■ Exercise instructions ■
The answer should contain each record below, repeated exactly.

Records to process START

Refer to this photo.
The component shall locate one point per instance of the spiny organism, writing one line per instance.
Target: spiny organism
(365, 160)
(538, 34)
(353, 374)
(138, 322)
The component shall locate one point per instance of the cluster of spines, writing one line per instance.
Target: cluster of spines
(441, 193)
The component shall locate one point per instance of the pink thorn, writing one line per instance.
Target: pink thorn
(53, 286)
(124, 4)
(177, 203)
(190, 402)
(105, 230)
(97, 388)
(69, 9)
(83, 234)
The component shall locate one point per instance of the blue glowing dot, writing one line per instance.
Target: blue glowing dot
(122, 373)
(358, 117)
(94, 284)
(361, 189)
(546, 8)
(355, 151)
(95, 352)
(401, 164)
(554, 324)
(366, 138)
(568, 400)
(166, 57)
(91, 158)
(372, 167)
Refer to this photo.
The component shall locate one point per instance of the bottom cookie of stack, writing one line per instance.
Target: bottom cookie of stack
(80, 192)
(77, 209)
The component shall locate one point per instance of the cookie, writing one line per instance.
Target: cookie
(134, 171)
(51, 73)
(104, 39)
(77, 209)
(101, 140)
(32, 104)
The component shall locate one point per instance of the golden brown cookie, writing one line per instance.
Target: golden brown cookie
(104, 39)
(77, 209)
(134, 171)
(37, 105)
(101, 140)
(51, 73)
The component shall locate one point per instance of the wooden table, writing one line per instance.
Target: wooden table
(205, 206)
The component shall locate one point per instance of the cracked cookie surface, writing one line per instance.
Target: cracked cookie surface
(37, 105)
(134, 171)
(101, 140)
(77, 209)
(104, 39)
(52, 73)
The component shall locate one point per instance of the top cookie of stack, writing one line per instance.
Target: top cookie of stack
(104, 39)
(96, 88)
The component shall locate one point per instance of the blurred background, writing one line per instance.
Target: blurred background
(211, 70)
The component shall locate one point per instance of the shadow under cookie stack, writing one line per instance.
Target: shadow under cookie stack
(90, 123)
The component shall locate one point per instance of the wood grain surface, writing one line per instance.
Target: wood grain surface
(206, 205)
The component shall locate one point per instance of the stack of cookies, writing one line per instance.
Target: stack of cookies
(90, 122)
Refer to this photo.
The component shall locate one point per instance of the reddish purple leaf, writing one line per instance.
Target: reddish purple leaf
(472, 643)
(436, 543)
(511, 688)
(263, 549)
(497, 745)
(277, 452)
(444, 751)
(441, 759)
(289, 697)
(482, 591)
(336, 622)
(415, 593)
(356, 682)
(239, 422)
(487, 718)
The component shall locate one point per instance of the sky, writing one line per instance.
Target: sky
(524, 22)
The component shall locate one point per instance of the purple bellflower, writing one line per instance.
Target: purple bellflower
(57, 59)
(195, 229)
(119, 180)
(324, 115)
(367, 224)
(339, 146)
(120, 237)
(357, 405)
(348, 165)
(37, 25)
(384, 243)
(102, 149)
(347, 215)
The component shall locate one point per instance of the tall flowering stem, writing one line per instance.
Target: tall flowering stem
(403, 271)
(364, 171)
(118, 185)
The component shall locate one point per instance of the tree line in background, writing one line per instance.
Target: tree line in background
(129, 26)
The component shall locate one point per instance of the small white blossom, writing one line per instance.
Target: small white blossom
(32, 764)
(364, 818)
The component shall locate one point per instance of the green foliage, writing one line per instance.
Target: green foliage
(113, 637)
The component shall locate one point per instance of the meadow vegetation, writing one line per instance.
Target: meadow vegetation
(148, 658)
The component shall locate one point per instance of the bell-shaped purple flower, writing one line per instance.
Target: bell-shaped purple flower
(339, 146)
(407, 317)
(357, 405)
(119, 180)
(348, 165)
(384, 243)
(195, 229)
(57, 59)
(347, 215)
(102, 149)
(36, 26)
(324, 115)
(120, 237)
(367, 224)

Records to process END

■ Solution below ■
Refer to this photo.
The component shall locate one point per instance of the spiny organism, writing one line per instance.
Target: spiny organism
(365, 160)
(538, 34)
(353, 374)
(138, 322)
The component shall locate one point per instance of the cluster of spines, writing one line per instance.
Target: cluster of spines
(441, 193)
The component shall locate one point per instance of the pink thorn, writing one line per instance.
Target: pink thorn
(53, 286)
(124, 4)
(177, 203)
(190, 402)
(105, 230)
(97, 388)
(69, 9)
(83, 234)
The component shall locate one point per instance of the blue glowing dot, writing one line per instance.
Target: blue glowing dot
(122, 373)
(358, 117)
(94, 284)
(361, 189)
(546, 8)
(355, 151)
(95, 352)
(401, 164)
(554, 324)
(366, 138)
(568, 400)
(166, 57)
(91, 158)
(372, 167)
Refer to this photo.
The component shall locate one point per instance of the bottom cookie of stack, writing one line per instance.
Target: bottom cookie of stack
(80, 192)
(77, 209)
The component shall locate one point per instance of the cookie, writing one line per instance.
Target: cookie
(134, 171)
(51, 73)
(104, 39)
(77, 209)
(101, 140)
(32, 104)
The component shall locate one point per instance of the golden brown cookie, writing one line per instance.
Target: golden brown cookie
(104, 39)
(77, 209)
(134, 171)
(37, 105)
(101, 140)
(51, 73)
The component shall locate one point per instance of the wooden table, writing one line per instance.
Target: wooden table
(205, 206)
The component shall locate one point per instance of the cracked cookie surface, writing one line per instance.
Target: cracked cookie surface
(37, 105)
(134, 171)
(101, 140)
(77, 209)
(104, 39)
(52, 73)
The component shall locate one point per instance of the top cookie of stack, writing one line per instance.
Target: top cookie of stack
(104, 39)
(96, 88)
The component shall locate one point per instance of the blurred background, writing one line per instance.
Target: blurred background
(211, 70)
The component shall locate one point per instance of the shadow under cookie stack, writing one line per instance.
Target: shadow under cookie stack
(90, 123)
The component shall locate one point per instance of the wood grain surface, writing one line per instance.
Target: wood grain surface
(206, 205)
The component shall locate one point per instance of the stack of cookies, writing one line per instance.
Target: stack of cookies
(90, 122)
Refer to this photo.
The component shall locate one point per instance of the reddish purple leaf, writing one line per instance.
Target: reddish purple leaf
(472, 643)
(436, 543)
(511, 688)
(263, 549)
(497, 745)
(277, 452)
(444, 751)
(441, 759)
(289, 697)
(482, 591)
(336, 622)
(415, 593)
(356, 682)
(239, 422)
(487, 718)
The component shall locate one point per instance of the sky, writing one line per instance.
Target: sky
(524, 22)
The component shall locate one point per instance of the purple bellflower, writing one line per instance.
Target: purple bellflower
(57, 59)
(195, 229)
(119, 180)
(324, 115)
(367, 224)
(339, 146)
(120, 237)
(357, 405)
(348, 165)
(37, 25)
(384, 243)
(102, 149)
(347, 215)
The component shall locate one point per instance of the tall flowering stem, writing one line per instance.
Target: tall flowering stem
(403, 271)
(364, 171)
(118, 185)
The component shall locate one point per instance of the tree line in background, writing one line per instance.
Target: tree line in background
(129, 26)
The component shall locate one point per instance of the small white blossom, writing one line per instance.
Target: small white blossom
(32, 764)
(364, 818)
The component shall locate one point per instance of the green foliage, writing one line per instance.
Target: green foliage
(113, 637)
The component shall locate one point per instance of the meadow vegetation, writing one line per instance.
Target: meadow vegetation
(148, 658)
The component shall locate one point per instance of the bell-shaped purple flower, writing one line per instance.
Target: bell-shaped purple flower
(339, 146)
(407, 317)
(357, 405)
(119, 180)
(348, 165)
(384, 243)
(195, 229)
(57, 59)
(347, 215)
(102, 149)
(36, 26)
(324, 115)
(120, 237)
(367, 224)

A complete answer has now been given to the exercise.